> _Brief_
Starting with the line that contains "Tag every brown sectional sofa." and going on through the line that contains "[414,222,516,322]", write out those lines again, requests included, adding -83 to every number in the bounding-box coordinates.

[Excerpt from a dataset]
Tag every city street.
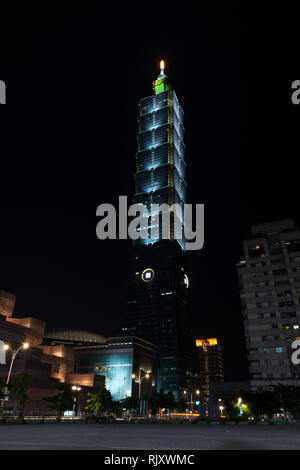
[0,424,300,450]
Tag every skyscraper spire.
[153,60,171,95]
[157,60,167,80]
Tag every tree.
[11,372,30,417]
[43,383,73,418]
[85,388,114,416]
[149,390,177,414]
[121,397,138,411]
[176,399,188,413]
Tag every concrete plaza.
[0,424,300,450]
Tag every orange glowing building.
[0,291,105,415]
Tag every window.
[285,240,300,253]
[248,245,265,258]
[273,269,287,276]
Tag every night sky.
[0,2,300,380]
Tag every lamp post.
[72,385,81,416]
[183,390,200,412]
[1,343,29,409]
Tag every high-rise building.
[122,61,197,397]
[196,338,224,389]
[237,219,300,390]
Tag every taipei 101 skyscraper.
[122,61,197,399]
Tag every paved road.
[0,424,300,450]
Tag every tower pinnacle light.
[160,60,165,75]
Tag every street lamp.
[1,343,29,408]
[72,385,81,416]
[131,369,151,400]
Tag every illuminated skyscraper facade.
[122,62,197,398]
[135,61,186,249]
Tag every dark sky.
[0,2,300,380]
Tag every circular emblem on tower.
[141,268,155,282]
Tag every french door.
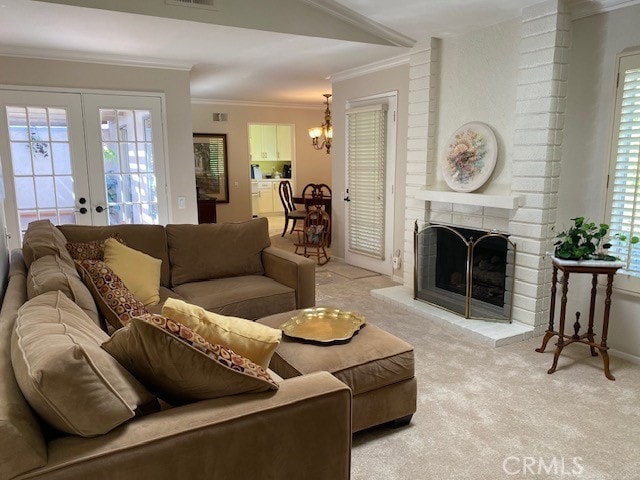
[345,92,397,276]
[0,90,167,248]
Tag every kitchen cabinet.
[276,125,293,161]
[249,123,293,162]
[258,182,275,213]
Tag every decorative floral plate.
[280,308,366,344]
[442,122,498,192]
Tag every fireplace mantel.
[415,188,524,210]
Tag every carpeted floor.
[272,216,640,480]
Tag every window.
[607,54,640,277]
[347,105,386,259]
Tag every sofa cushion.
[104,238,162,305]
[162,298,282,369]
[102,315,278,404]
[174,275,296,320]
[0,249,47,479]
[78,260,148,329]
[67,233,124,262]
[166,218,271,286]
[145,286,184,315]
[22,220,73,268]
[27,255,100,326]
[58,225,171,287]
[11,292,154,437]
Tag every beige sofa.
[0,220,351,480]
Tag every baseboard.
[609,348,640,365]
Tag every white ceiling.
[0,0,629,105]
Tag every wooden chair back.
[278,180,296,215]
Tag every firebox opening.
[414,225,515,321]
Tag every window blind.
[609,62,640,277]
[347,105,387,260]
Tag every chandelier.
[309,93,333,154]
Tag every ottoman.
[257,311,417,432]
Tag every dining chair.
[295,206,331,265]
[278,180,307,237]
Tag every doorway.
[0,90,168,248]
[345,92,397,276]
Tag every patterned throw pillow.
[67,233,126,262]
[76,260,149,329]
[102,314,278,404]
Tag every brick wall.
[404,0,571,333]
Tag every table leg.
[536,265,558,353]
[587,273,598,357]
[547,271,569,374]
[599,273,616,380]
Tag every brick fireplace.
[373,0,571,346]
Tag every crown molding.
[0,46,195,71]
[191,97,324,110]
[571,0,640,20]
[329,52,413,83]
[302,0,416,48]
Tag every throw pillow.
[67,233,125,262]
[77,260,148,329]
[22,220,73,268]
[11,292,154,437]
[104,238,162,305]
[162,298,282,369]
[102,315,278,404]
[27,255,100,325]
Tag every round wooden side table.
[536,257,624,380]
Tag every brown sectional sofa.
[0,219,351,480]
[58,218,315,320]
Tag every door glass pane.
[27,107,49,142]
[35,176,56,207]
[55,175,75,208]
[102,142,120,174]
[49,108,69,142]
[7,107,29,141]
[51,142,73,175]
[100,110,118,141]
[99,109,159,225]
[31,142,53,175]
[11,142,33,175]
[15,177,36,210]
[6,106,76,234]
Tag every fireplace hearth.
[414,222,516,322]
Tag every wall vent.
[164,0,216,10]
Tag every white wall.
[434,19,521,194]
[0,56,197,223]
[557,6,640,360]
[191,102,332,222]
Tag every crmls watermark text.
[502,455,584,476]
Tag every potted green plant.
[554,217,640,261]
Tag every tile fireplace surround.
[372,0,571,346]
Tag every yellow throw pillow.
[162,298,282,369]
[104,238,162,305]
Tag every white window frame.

> _The result_
Tag every brown sectional sofa.
[-83,136,268,397]
[-25,135,232,237]
Tag every door glass pane.
[-56,24,-34,59]
[-48,93,-27,124]
[-28,92,-8,125]
[19,59,37,91]
[-34,25,-14,59]
[-76,24,-54,58]
[-32,59,-10,92]
[17,27,35,58]
[16,26,76,142]
[-52,59,-30,92]
[-72,59,-50,92]
[-68,94,-47,127]
[-77,23,-7,151]
Tag every fireplace hearth.
[331,139,433,239]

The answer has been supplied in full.